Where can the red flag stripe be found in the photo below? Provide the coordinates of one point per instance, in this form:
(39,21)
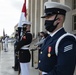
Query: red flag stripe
(24,8)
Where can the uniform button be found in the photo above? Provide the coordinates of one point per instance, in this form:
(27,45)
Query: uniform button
(39,61)
(41,52)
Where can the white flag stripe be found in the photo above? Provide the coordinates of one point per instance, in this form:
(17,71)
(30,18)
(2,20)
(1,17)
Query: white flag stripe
(67,48)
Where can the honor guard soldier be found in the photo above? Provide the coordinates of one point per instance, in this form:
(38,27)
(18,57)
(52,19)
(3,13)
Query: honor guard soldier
(16,57)
(23,47)
(58,52)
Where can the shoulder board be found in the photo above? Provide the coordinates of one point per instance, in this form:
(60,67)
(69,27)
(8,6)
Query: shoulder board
(58,41)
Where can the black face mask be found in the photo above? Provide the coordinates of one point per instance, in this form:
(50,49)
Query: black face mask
(49,25)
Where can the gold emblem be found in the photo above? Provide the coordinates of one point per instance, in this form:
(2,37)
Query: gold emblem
(49,55)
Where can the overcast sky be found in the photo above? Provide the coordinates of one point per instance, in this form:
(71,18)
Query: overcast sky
(10,11)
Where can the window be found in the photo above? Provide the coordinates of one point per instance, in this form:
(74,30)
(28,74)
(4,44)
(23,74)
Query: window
(74,4)
(74,22)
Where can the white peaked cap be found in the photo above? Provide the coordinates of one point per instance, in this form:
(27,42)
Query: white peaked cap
(50,4)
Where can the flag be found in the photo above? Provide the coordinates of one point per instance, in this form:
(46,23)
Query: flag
(23,15)
(3,33)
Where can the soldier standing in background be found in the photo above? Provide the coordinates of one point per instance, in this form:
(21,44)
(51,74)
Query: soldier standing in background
(23,48)
(58,52)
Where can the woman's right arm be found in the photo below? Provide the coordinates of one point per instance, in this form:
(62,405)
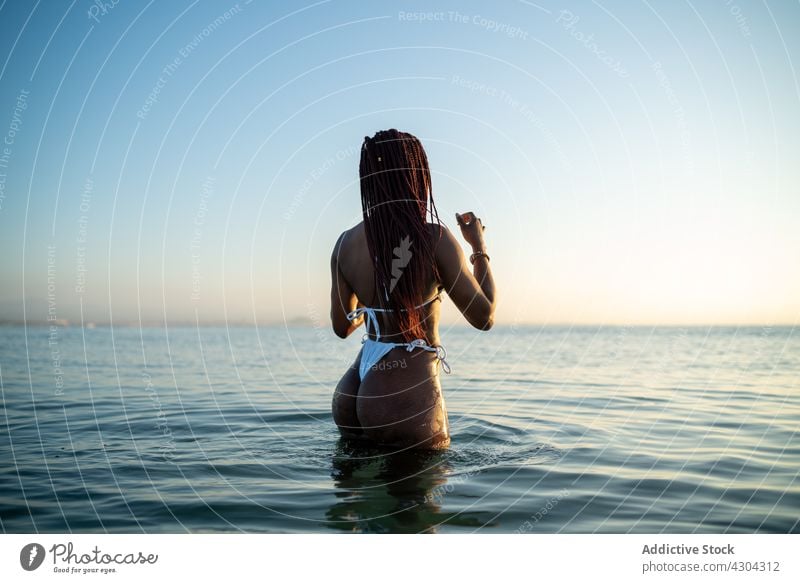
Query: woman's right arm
(473,293)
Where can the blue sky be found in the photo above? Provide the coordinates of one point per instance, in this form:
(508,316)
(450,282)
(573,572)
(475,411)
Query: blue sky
(636,163)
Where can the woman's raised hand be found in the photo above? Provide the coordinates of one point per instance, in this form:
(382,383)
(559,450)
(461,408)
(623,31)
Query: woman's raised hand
(471,229)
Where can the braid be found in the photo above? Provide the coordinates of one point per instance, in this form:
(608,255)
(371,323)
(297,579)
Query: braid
(396,200)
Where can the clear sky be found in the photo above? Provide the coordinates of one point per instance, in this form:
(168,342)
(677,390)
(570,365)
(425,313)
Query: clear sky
(634,162)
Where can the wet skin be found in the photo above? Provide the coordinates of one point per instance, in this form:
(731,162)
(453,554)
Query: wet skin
(400,402)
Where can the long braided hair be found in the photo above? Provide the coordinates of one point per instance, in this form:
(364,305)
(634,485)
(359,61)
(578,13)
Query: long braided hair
(396,201)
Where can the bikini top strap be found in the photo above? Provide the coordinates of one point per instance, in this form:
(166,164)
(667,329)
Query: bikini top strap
(371,319)
(438,296)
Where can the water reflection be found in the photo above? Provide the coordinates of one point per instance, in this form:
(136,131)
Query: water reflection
(382,491)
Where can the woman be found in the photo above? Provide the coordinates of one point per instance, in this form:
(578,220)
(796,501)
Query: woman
(388,272)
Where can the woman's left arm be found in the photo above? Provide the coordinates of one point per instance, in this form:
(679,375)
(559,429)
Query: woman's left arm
(343,299)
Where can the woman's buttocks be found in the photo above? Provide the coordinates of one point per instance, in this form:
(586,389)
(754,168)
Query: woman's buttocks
(400,400)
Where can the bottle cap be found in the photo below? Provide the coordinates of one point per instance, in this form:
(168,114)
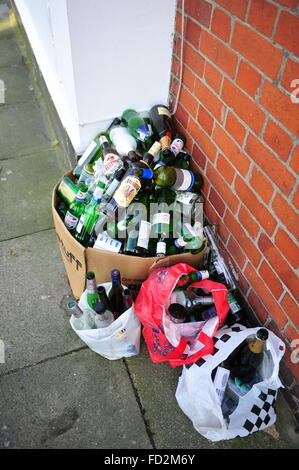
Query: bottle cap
(262,334)
(99,307)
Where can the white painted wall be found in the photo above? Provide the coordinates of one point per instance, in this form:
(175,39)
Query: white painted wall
(99,57)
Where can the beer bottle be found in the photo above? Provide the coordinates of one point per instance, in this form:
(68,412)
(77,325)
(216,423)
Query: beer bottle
(112,160)
(186,279)
(103,317)
(76,209)
(137,126)
(245,360)
(91,287)
(177,179)
(116,294)
(90,216)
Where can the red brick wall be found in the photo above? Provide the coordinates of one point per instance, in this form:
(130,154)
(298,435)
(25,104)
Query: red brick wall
(235,108)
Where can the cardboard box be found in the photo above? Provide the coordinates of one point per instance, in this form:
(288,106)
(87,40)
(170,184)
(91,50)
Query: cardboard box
(79,260)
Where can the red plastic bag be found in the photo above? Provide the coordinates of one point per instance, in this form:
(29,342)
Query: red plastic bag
(160,334)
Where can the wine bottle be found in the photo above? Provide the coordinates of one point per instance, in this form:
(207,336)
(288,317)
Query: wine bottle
(137,126)
(103,317)
(112,160)
(177,179)
(91,287)
(245,360)
(162,123)
(116,294)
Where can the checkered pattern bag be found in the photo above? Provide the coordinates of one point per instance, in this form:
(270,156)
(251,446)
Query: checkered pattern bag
(197,397)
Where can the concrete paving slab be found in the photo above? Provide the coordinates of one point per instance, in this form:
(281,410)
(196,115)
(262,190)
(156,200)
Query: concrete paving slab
(18,88)
(171,429)
(10,52)
(26,185)
(23,130)
(73,402)
(33,323)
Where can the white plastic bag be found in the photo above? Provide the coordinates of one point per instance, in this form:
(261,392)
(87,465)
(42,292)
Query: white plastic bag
(120,339)
(197,396)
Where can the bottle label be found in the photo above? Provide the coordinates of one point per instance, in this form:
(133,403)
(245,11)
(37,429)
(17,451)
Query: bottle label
(107,244)
(176,146)
(70,220)
(184,180)
(80,196)
(87,153)
(127,191)
(163,111)
(80,223)
(143,132)
(112,163)
(66,191)
(144,234)
(161,248)
(161,218)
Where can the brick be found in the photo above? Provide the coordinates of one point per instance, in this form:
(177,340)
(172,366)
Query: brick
(200,10)
(258,307)
(270,164)
(258,50)
(257,210)
(291,308)
(278,139)
(199,157)
(221,24)
(213,77)
(265,295)
(295,200)
(189,102)
(286,214)
(236,7)
(248,222)
(287,247)
(222,188)
(248,78)
(216,202)
(205,120)
(243,240)
(291,72)
(204,142)
(294,163)
(182,116)
(287,32)
(192,32)
(193,60)
(288,3)
(262,186)
(209,100)
(232,151)
(225,169)
(235,128)
(279,264)
(235,251)
(262,15)
(271,279)
(280,106)
(243,106)
(217,52)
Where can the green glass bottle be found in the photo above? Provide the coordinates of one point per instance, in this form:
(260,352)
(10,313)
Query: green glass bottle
(177,179)
(76,209)
(90,216)
(116,294)
(67,190)
(137,126)
(190,240)
(92,295)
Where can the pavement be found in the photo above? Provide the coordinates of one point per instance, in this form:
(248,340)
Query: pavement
(55,392)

▬▬▬▬▬▬

▶ [Stated problem] Each line from the one with "Where can the wine" through the last line of the records must be written out word for word. Include nothing else.

▶ [Correct output]
Where can the wine bottle be found in the photo above? Provide the coordinates of one point per instance, in this form:
(207,336)
(288,317)
Query: wine bottle
(137,126)
(103,317)
(112,160)
(177,179)
(91,287)
(245,360)
(162,123)
(116,294)
Where can the checkered pattern bag be found in the photo above? Provide the coordinates of one point per instance, in this form:
(270,156)
(251,446)
Query: checkered pattern bag
(197,397)
Where can the concrete paving slab be found in the photo above? Provide the coordinates of one point per instance, in this form:
(281,410)
(196,115)
(262,190)
(156,200)
Query: concrete paving slab
(18,88)
(171,429)
(10,52)
(26,185)
(23,130)
(73,402)
(33,323)
Where can the white plastic bag be found in the photo above? Provide the coordinates of one point per instance, in this form:
(261,392)
(87,465)
(42,292)
Query: white plastic bag
(120,339)
(197,396)
Where can the bottle label be found in the photo above? Provide the coordinates of one point per instance, in this form:
(133,403)
(245,11)
(37,429)
(17,451)
Query: bottle label
(107,244)
(176,146)
(70,220)
(184,180)
(80,196)
(87,153)
(127,191)
(163,111)
(80,223)
(143,132)
(112,163)
(66,191)
(144,234)
(161,248)
(161,218)
Where can the brick be found in the photo above? Provide the coordinates of one point per instance, in this form:
(177,340)
(172,366)
Query: brick
(200,10)
(258,307)
(270,164)
(258,50)
(257,210)
(291,308)
(278,139)
(199,157)
(221,24)
(213,77)
(265,295)
(295,200)
(189,102)
(286,214)
(236,7)
(248,222)
(287,247)
(222,188)
(248,78)
(216,202)
(205,120)
(243,240)
(291,72)
(204,142)
(294,163)
(182,116)
(287,32)
(192,32)
(193,60)
(288,3)
(262,186)
(209,100)
(232,151)
(225,169)
(235,128)
(279,264)
(235,251)
(262,15)
(271,279)
(280,106)
(243,106)
(217,52)
Where can the green glass bottle be found in the photo above? Provide the coordinates of one point per instance, in this form:
(260,352)
(10,313)
Query: green glass bottle
(177,179)
(76,209)
(90,216)
(116,294)
(67,190)
(137,126)
(190,240)
(92,295)
Where can the pavement be found in the photo above? Provide the coordinates of one point per instance, in this form:
(248,340)
Query: pavement
(55,392)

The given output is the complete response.